**Extracted entries:**
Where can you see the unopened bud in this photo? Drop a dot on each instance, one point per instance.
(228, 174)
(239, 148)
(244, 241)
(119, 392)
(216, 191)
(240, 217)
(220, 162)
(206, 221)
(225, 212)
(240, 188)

**Description of the task:**
Write out the records again, substituting "closed bud" for "unopened bud" and keeping everything else the same.

**The result:**
Where can you see the closed bud in this photo? Drop a dot on each instance, one point per instance.
(228, 174)
(239, 148)
(244, 241)
(119, 392)
(216, 191)
(240, 217)
(220, 162)
(206, 221)
(225, 212)
(240, 188)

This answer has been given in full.